The crisis in education funding is mirrored in the cultural and scientific domains. The cultural and creative industries contributed 3.1% to global GDP in 2022 and created nearly 50 million jobs. Despite this, funding for culture remains sparse. Yet projects in Iraq, Yemen, and the Caribbean demonstrate that cultural investments can transform fragile economies. In Iraq’s Mosul, over 5,000 jobs were created through heritage reconstruction. In the Caribbean, UNESCO’s Transcultura Programme has supported over 2,500 creatives across 17 countries.
In Nigeria, the cultural sector remains underfunded, despite having vast potential in Nollywood, music, literature, and art. According to the National Bureau of Statistics (NBS), the Nigerian entertainment and media industry grew by 6.4% in 2024, yet public investment in cultural infrastructure remains less than 0.5% of the federal budget. UNESCO urges Nigerian policymakers to mainstream culture into development frameworks, especially with the upcoming MONDIACULT 2025 conference in Barcelona.
In science, the situation is similarly bleak. 80% of countries spend less than 1% of their GDP on research and development, according to the 2025 UNESCO Science Report. Even more concerning, ocean sciences vital for climate and biodiversity receive just 1.7% of national research budgets globally. These figures are untenable, especially as Africa, including Nigeria, grapples with climate change, food insecurity, and public health crises.
Beyond funding, UNESCO advocates for open science sharing data, infrastructure, and knowledge across borders. The 2021 UNESCO Recommendation on Open Science encourages integration of indigenous knowledge and citizen science into mainstream research. This would benefit countries like Nigeria, where local innovation in areas such as agriculture, medicine, and environmental conservation often goes undocumented and underfunded.
UNESCO further emphasized that political will is key. While financial constraints are real, the refusal to invest in these sectors is often political rather than purely economic. The Paris-based organization argues that nations must rethink their national priorities and global solidarity mechanisms. For example, many African countries, including Nigeria, spend more on debt servicing than on education. In 2022, total African debt servicing matched the entire public education budgets for the continent.
For Nigeria, UNESCO’s call is particularly urgent. The country’s education sector receives less than 8% of the national budget, far below the UNESCO-recommended benchmark of 15–20%. Culture and science fare even worse, receiving under 1% combined. Without significant domestic reallocation and innovative financing from international partnerships, the vision of transforming Nigeria into a knowledge economy will remain out of reach.

DATA RECORDS:
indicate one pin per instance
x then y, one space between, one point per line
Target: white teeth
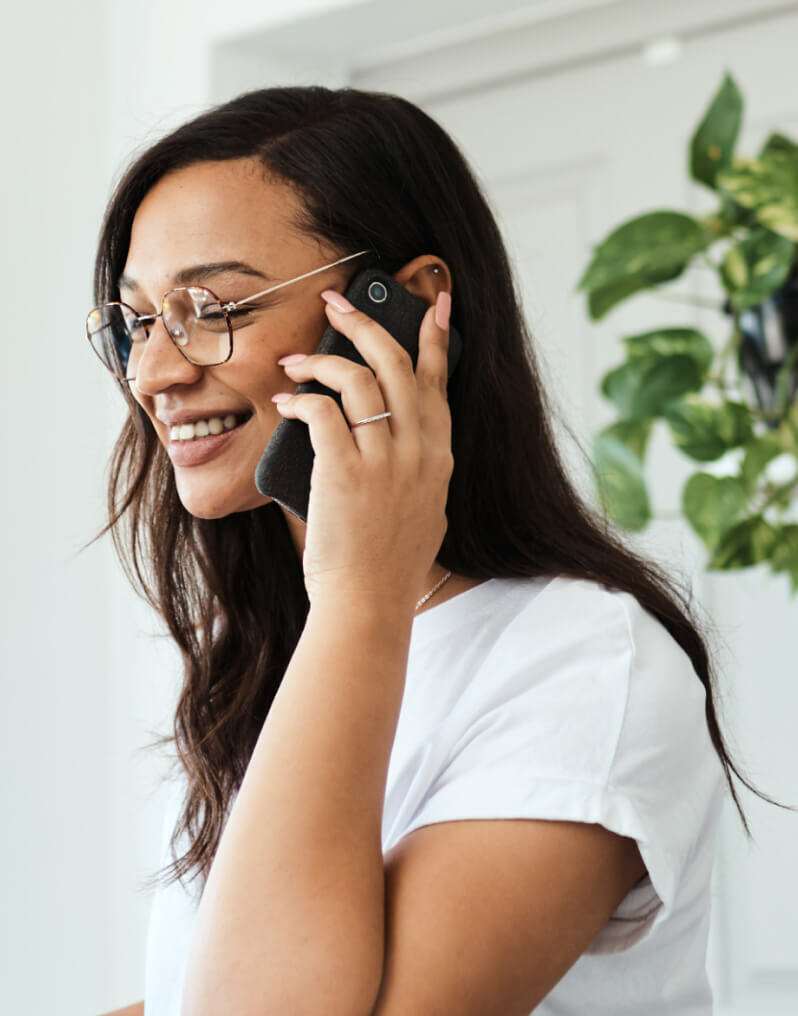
202 428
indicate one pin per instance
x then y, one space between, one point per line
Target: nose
161 364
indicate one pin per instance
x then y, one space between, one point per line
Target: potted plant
738 402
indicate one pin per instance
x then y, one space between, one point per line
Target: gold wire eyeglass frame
226 308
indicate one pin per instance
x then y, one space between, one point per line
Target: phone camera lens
378 293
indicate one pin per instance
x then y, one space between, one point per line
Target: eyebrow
197 272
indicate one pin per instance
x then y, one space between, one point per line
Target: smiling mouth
210 427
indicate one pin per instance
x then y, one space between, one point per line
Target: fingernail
335 300
442 309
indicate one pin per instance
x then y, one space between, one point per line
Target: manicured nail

YOUR ASSIGNMENT: According to the text on funding for education, culture and science, why would the 2021 UNESCO Recommendation on Open Science benefit Nigeria? Answer in one to three sentences.

SOLUTION TO THE EXERCISE: The Recommendation encourages bringing indigenous knowledge and citizen science into mainstream research. In Nigeria, local innovation in areas such as agriculture, medicine, and environmental conservation often goes undocumented and underfunded.